▸ Provided passage

───

Design and construction
- Architect: Joel da Silva Pereira

= College of the Marists =

The Palacete Boaventura Rodrigues de Sousa or (Colégio dos Maristas) was a former-college in the civil parish of Lordelo do Ouro e Massarelos, in the municipality of Porto, in the Portuguese district of the same name.

==History==
Born in Vairão, Vila do Conde, October 20, 1848 and died in Copenhagen, August 31, 1908, the rich Portuguese emigrant Boaventura Rodrigues de Sousa, who amassed a fortune in Santos, Brazil, where he was one of the founders of the "Sociedade Portuguesa de Beneficência de Santos", decided to ask the construction of the Hause to his own. He returned to Portugal, becoming a major investor in various ventures across the Greater Porto region. Although its date of construction was unclear, there was a petition to the local government on 9 April 1895, by the builder João Gomes da Silva Guerra, suggesting this. The councilman Boaventura Rodrigues de Sousa, proprietary owner of the land on Avenida da Boavista (referred to on 9 April) and may have been the reason for the monogram inscribed on the cornices. The building and landscaping was attributed to Joel Pereira, owing to Boaventura Rodrigues de Sousa having many similar requirements for other buildings along the Praça Gomes Teixeira, including an example on the corner of Rua das Carmelitas of the same authorship whose used a monogram also inscribed with the owners acronyms. From an inventory elaborated by the Repartição de Arborização e Jardinagem (Landscaping and Gardening division) of Porto the site was populated with Camélias japónicas (34), Palmeiras spp. (10), Rododendron (4), Liriodendron tulipífera (2), Tílias cordatas (2), Tílias argentea (6), Tílias tomentosas (2), Sequóia and Pitosporum.

───

▸ Record excerpts
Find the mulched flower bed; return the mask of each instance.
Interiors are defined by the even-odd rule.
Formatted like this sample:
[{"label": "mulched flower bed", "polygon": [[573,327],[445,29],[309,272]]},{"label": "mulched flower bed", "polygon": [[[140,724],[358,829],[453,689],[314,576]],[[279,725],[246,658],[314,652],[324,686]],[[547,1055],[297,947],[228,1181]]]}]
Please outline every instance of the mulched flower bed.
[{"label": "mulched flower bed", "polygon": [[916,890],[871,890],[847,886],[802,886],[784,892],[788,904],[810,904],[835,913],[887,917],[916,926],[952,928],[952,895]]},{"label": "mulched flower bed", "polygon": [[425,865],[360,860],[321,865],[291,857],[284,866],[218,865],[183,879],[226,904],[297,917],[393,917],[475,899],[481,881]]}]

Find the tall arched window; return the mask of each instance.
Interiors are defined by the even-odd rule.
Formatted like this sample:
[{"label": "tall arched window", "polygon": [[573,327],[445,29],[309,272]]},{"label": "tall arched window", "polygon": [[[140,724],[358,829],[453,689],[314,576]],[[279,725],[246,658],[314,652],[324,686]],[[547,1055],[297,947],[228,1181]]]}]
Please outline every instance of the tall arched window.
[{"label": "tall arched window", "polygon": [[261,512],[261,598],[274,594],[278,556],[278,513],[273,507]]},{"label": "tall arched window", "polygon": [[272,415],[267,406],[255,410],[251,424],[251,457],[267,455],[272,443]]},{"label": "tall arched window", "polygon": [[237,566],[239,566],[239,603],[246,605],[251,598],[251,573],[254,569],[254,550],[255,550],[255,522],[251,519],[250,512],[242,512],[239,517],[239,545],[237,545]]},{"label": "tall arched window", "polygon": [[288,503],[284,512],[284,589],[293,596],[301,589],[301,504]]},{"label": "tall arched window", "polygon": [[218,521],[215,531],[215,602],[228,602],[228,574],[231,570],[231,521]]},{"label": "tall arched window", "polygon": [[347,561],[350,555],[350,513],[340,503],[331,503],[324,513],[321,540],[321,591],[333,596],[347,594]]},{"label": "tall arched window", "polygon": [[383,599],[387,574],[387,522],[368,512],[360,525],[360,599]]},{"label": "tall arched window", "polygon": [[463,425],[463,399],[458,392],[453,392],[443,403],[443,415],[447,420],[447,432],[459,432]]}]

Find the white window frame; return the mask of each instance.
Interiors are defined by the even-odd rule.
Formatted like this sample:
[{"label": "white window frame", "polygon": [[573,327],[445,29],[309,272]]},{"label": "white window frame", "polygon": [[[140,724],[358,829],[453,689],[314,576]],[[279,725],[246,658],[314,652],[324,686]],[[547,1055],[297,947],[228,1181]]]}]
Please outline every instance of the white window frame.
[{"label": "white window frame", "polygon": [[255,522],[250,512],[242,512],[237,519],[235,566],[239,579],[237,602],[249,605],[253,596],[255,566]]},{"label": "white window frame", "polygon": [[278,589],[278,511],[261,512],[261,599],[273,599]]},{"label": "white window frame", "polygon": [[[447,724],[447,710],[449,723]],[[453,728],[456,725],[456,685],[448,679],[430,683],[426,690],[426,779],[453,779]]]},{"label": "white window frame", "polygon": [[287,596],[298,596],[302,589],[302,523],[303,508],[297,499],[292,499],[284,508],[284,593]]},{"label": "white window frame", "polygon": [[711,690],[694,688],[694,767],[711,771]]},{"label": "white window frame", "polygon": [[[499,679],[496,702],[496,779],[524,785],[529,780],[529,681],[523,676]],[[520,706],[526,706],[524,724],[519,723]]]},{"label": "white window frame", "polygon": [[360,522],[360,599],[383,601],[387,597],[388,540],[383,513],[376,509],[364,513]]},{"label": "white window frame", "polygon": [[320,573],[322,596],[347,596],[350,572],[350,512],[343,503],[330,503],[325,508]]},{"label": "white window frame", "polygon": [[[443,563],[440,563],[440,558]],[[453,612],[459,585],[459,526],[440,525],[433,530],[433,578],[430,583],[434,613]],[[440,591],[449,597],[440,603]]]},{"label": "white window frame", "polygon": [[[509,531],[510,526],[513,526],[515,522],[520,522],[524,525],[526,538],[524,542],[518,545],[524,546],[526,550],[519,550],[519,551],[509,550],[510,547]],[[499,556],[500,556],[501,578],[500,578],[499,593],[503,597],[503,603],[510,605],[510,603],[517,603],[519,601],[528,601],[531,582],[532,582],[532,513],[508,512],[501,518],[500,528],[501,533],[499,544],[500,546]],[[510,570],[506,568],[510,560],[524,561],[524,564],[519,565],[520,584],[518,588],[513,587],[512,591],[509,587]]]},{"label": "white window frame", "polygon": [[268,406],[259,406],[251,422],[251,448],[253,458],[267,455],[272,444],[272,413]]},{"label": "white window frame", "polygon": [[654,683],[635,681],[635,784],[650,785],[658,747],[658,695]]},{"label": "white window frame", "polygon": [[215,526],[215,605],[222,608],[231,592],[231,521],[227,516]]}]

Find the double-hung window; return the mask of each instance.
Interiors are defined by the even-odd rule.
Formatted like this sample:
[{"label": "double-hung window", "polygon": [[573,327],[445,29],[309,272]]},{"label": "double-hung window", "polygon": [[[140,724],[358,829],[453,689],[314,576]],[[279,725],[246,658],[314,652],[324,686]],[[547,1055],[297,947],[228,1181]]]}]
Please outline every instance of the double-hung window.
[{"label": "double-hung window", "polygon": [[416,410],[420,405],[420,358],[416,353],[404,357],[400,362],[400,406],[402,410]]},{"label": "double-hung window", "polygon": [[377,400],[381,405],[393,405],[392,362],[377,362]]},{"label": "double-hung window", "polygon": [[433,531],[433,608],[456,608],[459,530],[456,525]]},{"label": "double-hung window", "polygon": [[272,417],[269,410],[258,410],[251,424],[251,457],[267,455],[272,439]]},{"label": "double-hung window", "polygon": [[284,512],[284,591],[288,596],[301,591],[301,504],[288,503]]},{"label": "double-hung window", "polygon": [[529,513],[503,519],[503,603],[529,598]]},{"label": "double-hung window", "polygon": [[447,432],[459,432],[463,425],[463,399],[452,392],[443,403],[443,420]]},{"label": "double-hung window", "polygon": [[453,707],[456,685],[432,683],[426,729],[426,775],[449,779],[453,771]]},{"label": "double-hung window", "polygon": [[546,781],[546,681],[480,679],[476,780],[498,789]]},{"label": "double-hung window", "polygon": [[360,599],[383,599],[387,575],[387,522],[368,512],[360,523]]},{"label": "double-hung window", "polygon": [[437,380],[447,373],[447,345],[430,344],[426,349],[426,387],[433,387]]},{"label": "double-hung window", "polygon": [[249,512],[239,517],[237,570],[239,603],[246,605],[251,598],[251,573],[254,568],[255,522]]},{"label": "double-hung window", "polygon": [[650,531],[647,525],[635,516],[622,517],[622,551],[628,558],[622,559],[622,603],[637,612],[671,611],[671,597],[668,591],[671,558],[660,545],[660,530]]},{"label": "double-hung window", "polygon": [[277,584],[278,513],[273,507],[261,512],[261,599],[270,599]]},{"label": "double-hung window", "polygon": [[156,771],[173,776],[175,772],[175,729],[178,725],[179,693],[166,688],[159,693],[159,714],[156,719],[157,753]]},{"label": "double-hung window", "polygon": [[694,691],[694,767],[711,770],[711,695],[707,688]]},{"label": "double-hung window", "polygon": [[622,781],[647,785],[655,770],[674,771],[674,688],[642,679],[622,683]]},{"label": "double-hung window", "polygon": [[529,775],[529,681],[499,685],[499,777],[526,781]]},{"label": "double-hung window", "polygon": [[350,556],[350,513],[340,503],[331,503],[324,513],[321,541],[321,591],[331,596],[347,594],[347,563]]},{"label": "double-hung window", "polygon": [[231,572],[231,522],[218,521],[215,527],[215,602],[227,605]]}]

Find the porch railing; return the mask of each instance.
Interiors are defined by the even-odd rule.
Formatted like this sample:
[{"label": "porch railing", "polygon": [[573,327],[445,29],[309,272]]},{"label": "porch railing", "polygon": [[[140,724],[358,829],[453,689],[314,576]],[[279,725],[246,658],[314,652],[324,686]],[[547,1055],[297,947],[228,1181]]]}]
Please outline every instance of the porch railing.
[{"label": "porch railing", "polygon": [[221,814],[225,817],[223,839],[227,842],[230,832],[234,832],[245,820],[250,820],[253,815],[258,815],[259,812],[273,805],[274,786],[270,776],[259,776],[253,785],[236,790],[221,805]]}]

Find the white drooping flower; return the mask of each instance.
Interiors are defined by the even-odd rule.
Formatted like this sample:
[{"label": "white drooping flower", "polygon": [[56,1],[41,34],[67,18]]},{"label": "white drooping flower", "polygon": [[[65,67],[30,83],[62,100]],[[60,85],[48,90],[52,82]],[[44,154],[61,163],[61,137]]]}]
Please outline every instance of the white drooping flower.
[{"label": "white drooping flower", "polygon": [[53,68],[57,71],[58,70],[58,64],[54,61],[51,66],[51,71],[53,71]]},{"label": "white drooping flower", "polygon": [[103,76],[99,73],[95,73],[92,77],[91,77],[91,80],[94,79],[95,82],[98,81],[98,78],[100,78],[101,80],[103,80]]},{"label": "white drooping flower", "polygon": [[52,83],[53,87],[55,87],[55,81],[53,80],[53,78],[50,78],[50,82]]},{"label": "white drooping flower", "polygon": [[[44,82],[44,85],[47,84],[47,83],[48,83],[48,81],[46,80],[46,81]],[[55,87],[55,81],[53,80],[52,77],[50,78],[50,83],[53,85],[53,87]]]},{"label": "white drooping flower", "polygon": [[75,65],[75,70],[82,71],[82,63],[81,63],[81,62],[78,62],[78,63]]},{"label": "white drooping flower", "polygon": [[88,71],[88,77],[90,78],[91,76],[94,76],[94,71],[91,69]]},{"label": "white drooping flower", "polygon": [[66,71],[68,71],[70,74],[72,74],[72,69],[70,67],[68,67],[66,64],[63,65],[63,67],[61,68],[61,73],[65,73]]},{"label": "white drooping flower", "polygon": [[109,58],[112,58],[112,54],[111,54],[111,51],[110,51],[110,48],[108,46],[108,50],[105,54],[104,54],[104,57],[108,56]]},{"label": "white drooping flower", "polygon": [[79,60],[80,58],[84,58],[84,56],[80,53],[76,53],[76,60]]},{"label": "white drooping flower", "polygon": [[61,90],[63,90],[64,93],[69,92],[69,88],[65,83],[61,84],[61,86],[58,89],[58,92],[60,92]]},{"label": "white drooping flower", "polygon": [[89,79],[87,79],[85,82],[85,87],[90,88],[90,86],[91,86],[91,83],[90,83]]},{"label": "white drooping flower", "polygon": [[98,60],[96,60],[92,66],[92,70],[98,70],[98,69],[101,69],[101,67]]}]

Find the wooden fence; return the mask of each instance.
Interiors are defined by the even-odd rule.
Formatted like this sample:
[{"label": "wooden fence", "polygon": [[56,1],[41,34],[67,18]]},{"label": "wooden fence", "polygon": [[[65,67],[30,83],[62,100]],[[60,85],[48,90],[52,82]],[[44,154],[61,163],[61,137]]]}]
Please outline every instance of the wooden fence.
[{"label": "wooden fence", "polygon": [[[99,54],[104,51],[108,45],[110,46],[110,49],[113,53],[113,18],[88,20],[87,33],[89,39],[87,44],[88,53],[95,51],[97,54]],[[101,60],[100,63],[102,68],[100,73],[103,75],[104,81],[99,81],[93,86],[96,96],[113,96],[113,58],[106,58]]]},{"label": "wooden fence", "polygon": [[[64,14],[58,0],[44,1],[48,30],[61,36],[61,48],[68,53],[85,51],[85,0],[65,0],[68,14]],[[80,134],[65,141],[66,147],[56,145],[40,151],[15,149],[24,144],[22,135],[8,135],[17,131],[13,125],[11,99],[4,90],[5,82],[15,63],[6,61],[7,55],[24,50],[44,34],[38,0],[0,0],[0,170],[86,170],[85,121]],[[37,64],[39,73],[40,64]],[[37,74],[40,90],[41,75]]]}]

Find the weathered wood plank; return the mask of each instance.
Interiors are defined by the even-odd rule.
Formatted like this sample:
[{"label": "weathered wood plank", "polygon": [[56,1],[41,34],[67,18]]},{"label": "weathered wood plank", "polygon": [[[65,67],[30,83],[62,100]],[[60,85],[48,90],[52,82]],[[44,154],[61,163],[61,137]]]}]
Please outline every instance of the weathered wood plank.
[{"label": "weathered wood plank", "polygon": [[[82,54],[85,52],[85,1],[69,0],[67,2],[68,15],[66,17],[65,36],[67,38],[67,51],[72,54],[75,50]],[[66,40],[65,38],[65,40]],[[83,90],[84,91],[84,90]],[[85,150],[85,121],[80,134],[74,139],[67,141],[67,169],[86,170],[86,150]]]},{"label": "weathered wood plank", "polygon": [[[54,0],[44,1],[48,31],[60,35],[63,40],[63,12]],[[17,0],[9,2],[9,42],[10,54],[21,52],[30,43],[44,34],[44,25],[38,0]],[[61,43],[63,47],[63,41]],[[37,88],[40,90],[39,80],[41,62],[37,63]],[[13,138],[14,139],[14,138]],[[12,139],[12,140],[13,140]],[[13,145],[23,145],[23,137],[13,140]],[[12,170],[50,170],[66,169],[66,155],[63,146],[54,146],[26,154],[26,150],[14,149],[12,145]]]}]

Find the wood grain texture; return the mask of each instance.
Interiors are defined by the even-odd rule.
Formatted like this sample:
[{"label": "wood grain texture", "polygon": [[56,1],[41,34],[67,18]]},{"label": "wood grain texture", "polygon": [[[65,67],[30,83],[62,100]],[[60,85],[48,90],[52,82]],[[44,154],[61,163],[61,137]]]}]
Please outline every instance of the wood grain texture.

───

▸ Problem details
Pick up the piece on the College of the Marists in Porto after its last sentence and keep writing it. The material comes from a different source than the text about the College of the Marists.

▸ Exercise result
The paintings on the walls in the Music Salon were executed in 1899 by A. Mello.

Construction of the wall oriented towards the Avenida da Boavista occurred in 1900.

Between 1910 and 1926, the residence was unoccupied as the owners, Adelaide Chambers de Sousa moved her residence to another building along Avenida da Boavista.

Beginning between 1926 and 1958, it began to be used a college, specifically the Colégio de Nossa Senhora do Rosário (College of Our Lady of the Rosary), but still under the ownership of Adelaide Chambers. Between 1959 and 1991, it was the seat and school of the Colégio dos Maristas (College of the Marist Brothers).

Owing to its several years of service and architecture, a plan to classify the building began on 22 January 1982. A dispatch was issued on 13 March by the Secretário de Estado da Cultura (Secretary-of-State for Culture), yet the former residence remained unoccupied between 1991 and 1995.

In 1995, the property changed ownership and began to be the title of BOAPOR, who seat was on Rua do Virgílio Correia, 49A in Lisbon.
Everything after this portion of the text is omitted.